◆ **WHAT YOU SHOULD DO**
Without the pictures, copy the entries below word for word.

◆ **GIVEN ENTRIES**
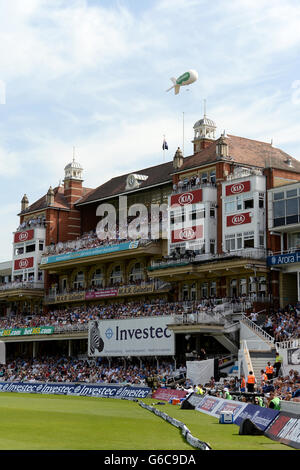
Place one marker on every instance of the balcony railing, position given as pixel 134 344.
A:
pixel 190 256
pixel 21 285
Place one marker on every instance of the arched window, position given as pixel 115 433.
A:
pixel 116 276
pixel 97 279
pixel 136 273
pixel 79 280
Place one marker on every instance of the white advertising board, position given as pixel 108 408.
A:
pixel 149 336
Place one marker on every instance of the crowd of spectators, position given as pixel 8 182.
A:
pixel 143 231
pixel 86 313
pixel 66 369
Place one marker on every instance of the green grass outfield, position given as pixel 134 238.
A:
pixel 47 422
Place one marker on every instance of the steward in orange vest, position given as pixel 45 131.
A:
pixel 250 382
pixel 269 371
pixel 243 384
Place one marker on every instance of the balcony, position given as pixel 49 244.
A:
pixel 15 285
pixel 15 290
pixel 68 253
pixel 190 257
pixel 123 290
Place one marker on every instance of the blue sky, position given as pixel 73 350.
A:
pixel 93 74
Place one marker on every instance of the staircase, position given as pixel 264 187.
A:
pixel 259 361
pixel 261 347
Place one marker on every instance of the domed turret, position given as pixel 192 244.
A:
pixel 73 170
pixel 204 133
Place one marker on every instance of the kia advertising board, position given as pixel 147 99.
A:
pixel 237 188
pixel 24 236
pixel 187 234
pixel 238 219
pixel 148 336
pixel 23 263
pixel 191 197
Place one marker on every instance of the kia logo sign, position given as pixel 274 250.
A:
pixel 186 198
pixel 23 263
pixel 238 219
pixel 23 236
pixel 237 188
pixel 191 197
pixel 187 234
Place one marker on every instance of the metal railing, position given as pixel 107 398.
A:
pixel 21 285
pixel 182 259
pixel 289 344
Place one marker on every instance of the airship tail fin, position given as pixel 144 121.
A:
pixel 174 84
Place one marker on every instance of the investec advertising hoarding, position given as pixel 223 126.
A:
pixel 135 337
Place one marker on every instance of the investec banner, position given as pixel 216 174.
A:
pixel 286 429
pixel 214 406
pixel 288 258
pixel 148 336
pixel 86 390
pixel 37 330
pixel 100 250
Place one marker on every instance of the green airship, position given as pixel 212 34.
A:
pixel 185 79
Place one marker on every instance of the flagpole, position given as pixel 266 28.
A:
pixel 183 133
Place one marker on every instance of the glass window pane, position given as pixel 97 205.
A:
pixel 291 193
pixel 278 196
pixel 292 206
pixel 279 209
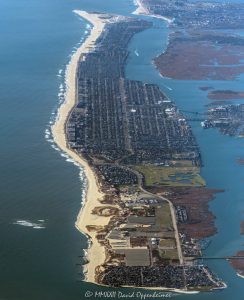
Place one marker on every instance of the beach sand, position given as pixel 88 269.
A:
pixel 96 253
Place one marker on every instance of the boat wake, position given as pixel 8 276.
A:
pixel 40 224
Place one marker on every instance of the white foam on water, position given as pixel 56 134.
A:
pixel 27 223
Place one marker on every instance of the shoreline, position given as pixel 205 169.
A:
pixel 142 10
pixel 59 136
pixel 96 255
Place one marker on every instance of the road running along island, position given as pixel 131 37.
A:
pixel 145 199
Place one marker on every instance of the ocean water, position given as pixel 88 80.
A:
pixel 40 188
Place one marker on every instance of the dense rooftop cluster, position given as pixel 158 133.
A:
pixel 122 120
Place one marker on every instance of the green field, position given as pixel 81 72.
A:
pixel 170 176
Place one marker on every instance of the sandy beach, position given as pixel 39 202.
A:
pixel 96 254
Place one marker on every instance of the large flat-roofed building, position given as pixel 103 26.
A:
pixel 138 256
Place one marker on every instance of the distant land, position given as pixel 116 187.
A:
pixel 201 48
pixel 147 206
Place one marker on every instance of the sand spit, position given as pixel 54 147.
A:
pixel 96 254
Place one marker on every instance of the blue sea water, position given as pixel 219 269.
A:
pixel 39 187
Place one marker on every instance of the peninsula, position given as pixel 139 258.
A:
pixel 145 199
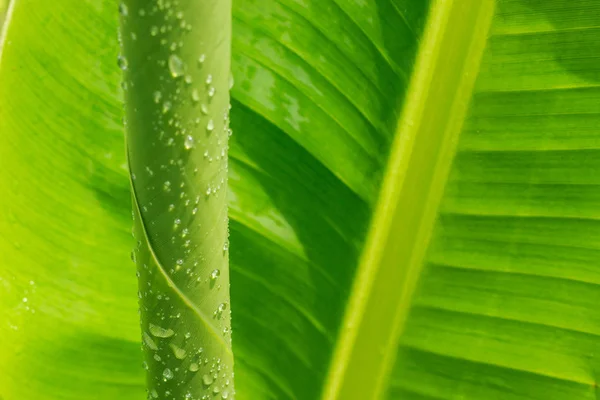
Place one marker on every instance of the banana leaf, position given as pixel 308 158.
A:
pixel 413 201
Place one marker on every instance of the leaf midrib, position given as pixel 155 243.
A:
pixel 385 261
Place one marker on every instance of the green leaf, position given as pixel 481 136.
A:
pixel 176 61
pixel 346 115
pixel 68 299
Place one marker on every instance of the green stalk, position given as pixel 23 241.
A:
pixel 176 62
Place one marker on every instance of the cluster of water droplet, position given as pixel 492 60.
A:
pixel 191 147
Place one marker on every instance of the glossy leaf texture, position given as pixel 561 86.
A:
pixel 176 83
pixel 505 308
pixel 68 296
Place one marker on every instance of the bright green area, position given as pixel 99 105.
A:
pixel 176 83
pixel 508 308
pixel 507 303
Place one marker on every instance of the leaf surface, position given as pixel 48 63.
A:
pixel 506 289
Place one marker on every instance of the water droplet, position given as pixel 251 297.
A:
pixel 167 374
pixel 189 142
pixel 215 274
pixel 157 331
pixel 123 10
pixel 175 66
pixel 149 342
pixel 219 311
pixel 207 380
pixel 122 62
pixel 179 353
pixel 195 95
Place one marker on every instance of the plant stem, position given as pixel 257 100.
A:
pixel 176 62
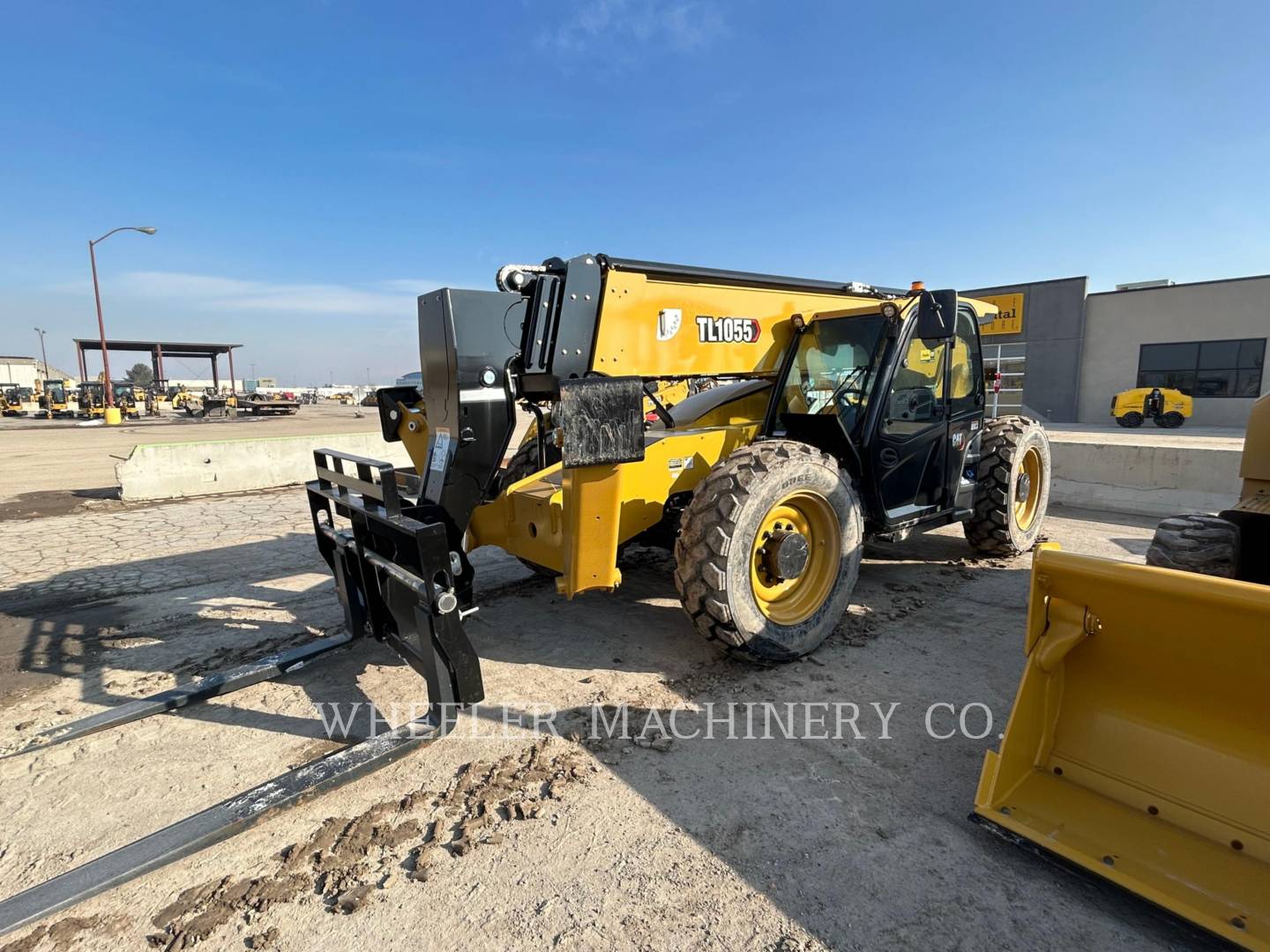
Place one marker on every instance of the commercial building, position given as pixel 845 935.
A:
pixel 1206 339
pixel 1065 353
pixel 25 371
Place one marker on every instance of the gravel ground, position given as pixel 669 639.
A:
pixel 517 842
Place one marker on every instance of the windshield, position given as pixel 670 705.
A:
pixel 833 368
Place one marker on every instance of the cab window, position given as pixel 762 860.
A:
pixel 967 369
pixel 915 392
pixel 833 368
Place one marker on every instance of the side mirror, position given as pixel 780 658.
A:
pixel 937 315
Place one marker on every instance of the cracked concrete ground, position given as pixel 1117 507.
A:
pixel 776 844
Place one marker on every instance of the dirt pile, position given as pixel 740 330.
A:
pixel 346 861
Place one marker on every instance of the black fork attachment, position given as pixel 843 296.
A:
pixel 398 576
pixel 399 580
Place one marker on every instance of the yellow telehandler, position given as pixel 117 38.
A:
pixel 1138 747
pixel 839 413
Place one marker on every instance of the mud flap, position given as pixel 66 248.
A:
pixel 1138 747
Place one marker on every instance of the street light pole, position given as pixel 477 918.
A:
pixel 107 390
pixel 43 354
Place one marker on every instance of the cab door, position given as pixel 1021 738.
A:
pixel 966 409
pixel 908 450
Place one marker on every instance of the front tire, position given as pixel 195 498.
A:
pixel 1011 494
pixel 768 553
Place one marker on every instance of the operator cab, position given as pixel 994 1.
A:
pixel 895 392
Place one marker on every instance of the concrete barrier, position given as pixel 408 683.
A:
pixel 176 470
pixel 1145 480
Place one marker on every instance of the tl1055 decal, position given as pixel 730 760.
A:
pixel 727 331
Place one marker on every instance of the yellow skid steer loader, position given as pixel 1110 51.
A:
pixel 1138 747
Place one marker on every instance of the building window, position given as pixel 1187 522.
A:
pixel 1204 368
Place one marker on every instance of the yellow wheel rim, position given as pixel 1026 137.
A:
pixel 793 600
pixel 1027 490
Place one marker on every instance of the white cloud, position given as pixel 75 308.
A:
pixel 612 26
pixel 208 292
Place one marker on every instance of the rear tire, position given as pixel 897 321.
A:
pixel 525 462
pixel 723 556
pixel 1011 494
pixel 1197 542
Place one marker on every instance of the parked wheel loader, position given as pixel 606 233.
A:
pixel 1165 406
pixel 826 414
pixel 1138 747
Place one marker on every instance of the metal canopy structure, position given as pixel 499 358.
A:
pixel 158 349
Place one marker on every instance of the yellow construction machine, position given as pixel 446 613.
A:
pixel 1163 406
pixel 828 413
pixel 1138 747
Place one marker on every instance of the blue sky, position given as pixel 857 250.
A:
pixel 312 167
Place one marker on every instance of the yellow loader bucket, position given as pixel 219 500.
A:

◆ **EXPECTED ANSWER**
Place one marker on every instance of the balcony railing, position given as pixel 134 344.
A:
pixel 190 256
pixel 21 285
Place one marker on every instance of the arched window, position given as pixel 115 433.
A:
pixel 116 276
pixel 97 279
pixel 136 273
pixel 79 280
Place one marker on every instance of the white advertising board, position given as pixel 108 408.
A:
pixel 149 336
Place one marker on every instance of the crowd of spectators, position given as pixel 8 182.
A:
pixel 143 231
pixel 86 313
pixel 66 369
Place one marker on every instance of the green grass outfield, position given as pixel 134 238.
A:
pixel 47 422
Place one marker on every instance of the steward in orange vest, position given as pixel 45 131.
A:
pixel 250 382
pixel 269 371
pixel 243 384
Place one marker on every instance of the balcony, position given as pixel 49 244.
A:
pixel 15 285
pixel 15 290
pixel 68 253
pixel 190 257
pixel 123 290
Place one marker on every instance of the blue sky, position given as pixel 73 350.
A:
pixel 93 74
Place one marker on every instance of the staircase, position given as pixel 264 187.
A:
pixel 259 361
pixel 261 347
Place one marker on every instance of the domed turret, position given as pixel 192 244.
A:
pixel 73 170
pixel 204 133
Place one marker on every instance of the kia advertising board, position given as pixel 147 99.
A:
pixel 237 188
pixel 24 236
pixel 187 234
pixel 238 219
pixel 148 336
pixel 23 263
pixel 191 197
Place one marker on every instance of the kia logo sign, position given as pixel 274 250.
A:
pixel 186 198
pixel 23 263
pixel 238 219
pixel 23 236
pixel 237 188
pixel 191 197
pixel 187 234
Place one marker on every instance of the metal railing, position given as pixel 107 398.
A:
pixel 21 285
pixel 182 259
pixel 289 344
Place one marker on every instance of the airship tail fin, position given as pixel 144 121.
A:
pixel 174 84
Place one marker on every instance of the investec advertising hoarding, position given as pixel 223 126.
A:
pixel 135 337
Place one marker on every instance of the investec banner, position given as pixel 216 174.
A:
pixel 286 429
pixel 214 406
pixel 288 258
pixel 148 336
pixel 86 390
pixel 37 330
pixel 100 250
Place one marker on every instance of the green airship, position given as pixel 212 34.
A:
pixel 185 79
Place one marker on every instance of the flagpole, position given as pixel 266 28.
A:
pixel 183 133
Place one marker on every instance of the glass window pane, position given as pixel 97 205.
A:
pixel 291 193
pixel 278 196
pixel 292 206
pixel 279 209
Place one marker on every instance of the beach sand, position given as pixel 88 269.
A:
pixel 96 253
Place one marker on every instance of the boat wake, position given as pixel 8 276.
A:
pixel 40 224
Place one marker on every instance of the white foam on water, position given as pixel 56 134.
A:
pixel 27 223
Place one marker on every instance of the shoreline, position given as pixel 205 169.
A:
pixel 142 10
pixel 59 136
pixel 96 255
Place one marker on every instance of the road running along island, position given as pixel 131 37.
A:
pixel 145 199
Place one marker on every instance of the ocean water, position given as pixel 88 80.
A:
pixel 40 188
Place one marker on every instance of the dense rooftop cluster, position given as pixel 158 133.
A:
pixel 122 120
Place one marker on every instance of the green field, position given as pixel 81 72.
A:
pixel 170 176
Place one marker on every instance of the sandy beach, position given as pixel 39 202.
A:
pixel 96 254
Place one marker on every instance of the large flat-roofed building, position given as pixel 103 26.
A:
pixel 138 256
Place one marker on every instance of the distant land, position given as pixel 116 187.
A:
pixel 201 48
pixel 147 206
Place one marker on every instance of the sand spit, position given as pixel 54 147.
A:
pixel 96 254
Place one marker on every instance of the blue sea water, position given as pixel 219 269.
A:
pixel 39 187
Place one marker on every instance of the peninsula, position given as pixel 139 258.
A:
pixel 145 199
Place one marker on every instance of the banana leaf, position given as pixel 308 158.
A:
pixel 413 201
Place one marker on every instance of the leaf midrib, position given as pixel 155 243.
A:
pixel 385 261
Place one marker on every instance of the green leaf, position given as pixel 481 136.
A:
pixel 176 61
pixel 346 115
pixel 68 299
Place one marker on every instance of the green stalk, position given as pixel 23 241.
A:
pixel 176 62
Place one marker on every instance of the cluster of water droplet, position given as pixel 492 60.
A:
pixel 191 147
Place one marker on every instance of the glossy leaf texture, position given as pixel 561 86.
A:
pixel 176 83
pixel 505 308
pixel 68 296
Place one marker on every instance of the bright green area, position given as pixel 99 105.
A:
pixel 176 83
pixel 508 308
pixel 507 303
Place one marker on every instance of the leaf surface, position given as pixel 48 63.
A:
pixel 506 289
Place one marker on every instance of the water droplet, position given as pixel 251 297.
A:
pixel 167 374
pixel 189 142
pixel 215 274
pixel 157 331
pixel 123 10
pixel 175 66
pixel 149 342
pixel 219 311
pixel 207 380
pixel 122 62
pixel 179 353
pixel 195 95
Place one marker on every instance of the plant stem, position given as pixel 257 100.
A:
pixel 176 62
Place one marker on every instance of the commercial building, position given as pixel 845 935.
A:
pixel 1206 339
pixel 1065 353
pixel 25 371
Place one marker on every instance of the gravel ground, position given as pixel 669 639.
A:
pixel 517 842
Place one marker on every instance of the windshield, position given as pixel 670 705.
A:
pixel 833 368
Place one marker on every instance of the cab window, position given as pixel 762 860.
A:
pixel 967 369
pixel 915 392
pixel 833 368
Place one marker on every instance of the side mirror, position given as pixel 780 658.
A:
pixel 937 315
Place one marker on every instance of the cracked concrete ground, position given as pixel 1117 507.
A:
pixel 776 844
Place one marker on every instance of the dirt pile, position given as pixel 740 330.
A:
pixel 346 861
Place one marker on every instance of the black fork attachment, position given as pixel 843 296.
A:
pixel 398 576
pixel 399 580
Place one marker on every instance of the yellow telehandler, position given as pixel 117 38.
A:
pixel 1138 747
pixel 839 413
Place one marker on every instance of the mud flap, position given as pixel 66 248.
A:
pixel 1138 747
Place one marker on every instance of the street light pole, position given as pixel 477 918.
A:
pixel 107 390
pixel 43 354
Place one marker on every instance of the cab door, position given as pixel 1021 738.
A:
pixel 966 409
pixel 908 450
Place one marker on every instance of the front tire, position given as pixel 195 498.
A:
pixel 1011 494
pixel 768 553
Place one marker on every instance of the operator cab, position given as pixel 994 1.
A:
pixel 895 392
Place one marker on every instance of the concrete barrier, position given as pixel 408 683.
A:
pixel 176 470
pixel 1145 480
Place one marker on every instance of the tl1055 decal, position given as pixel 730 760.
A:
pixel 727 331
Place one marker on every instance of the yellow skid steer loader, position given as pixel 1110 51.
A:
pixel 1138 747
Place one marker on every instance of the building window, position given as pixel 1187 522.
A:
pixel 1204 368
Place one marker on every instance of the yellow wheel rim, position given as pixel 1026 137.
A:
pixel 793 600
pixel 1027 490
Place one marker on every instance of the white cloud, position given as pixel 75 308.
A:
pixel 612 26
pixel 208 292
Place one marker on every instance of the rear tire, position given as pixel 897 321.
A:
pixel 525 462
pixel 723 556
pixel 1011 494
pixel 1197 542
Place one marker on every instance of the parked wheel loader, position given as pixel 606 233.
A:
pixel 1165 406
pixel 826 414
pixel 1138 747
Place one marker on every instance of the metal canopy structure, position given as pixel 499 358.
A:
pixel 158 349
Place one marker on every instance of the yellow construction machine, position given as pixel 446 613.
A:
pixel 1163 406
pixel 828 413
pixel 1138 747
Place one marker on every instance of the blue sky, position given as pixel 857 250.
A:
pixel 312 167
Place one marker on every instance of the yellow loader bucket, position given as pixel 219 500.
A:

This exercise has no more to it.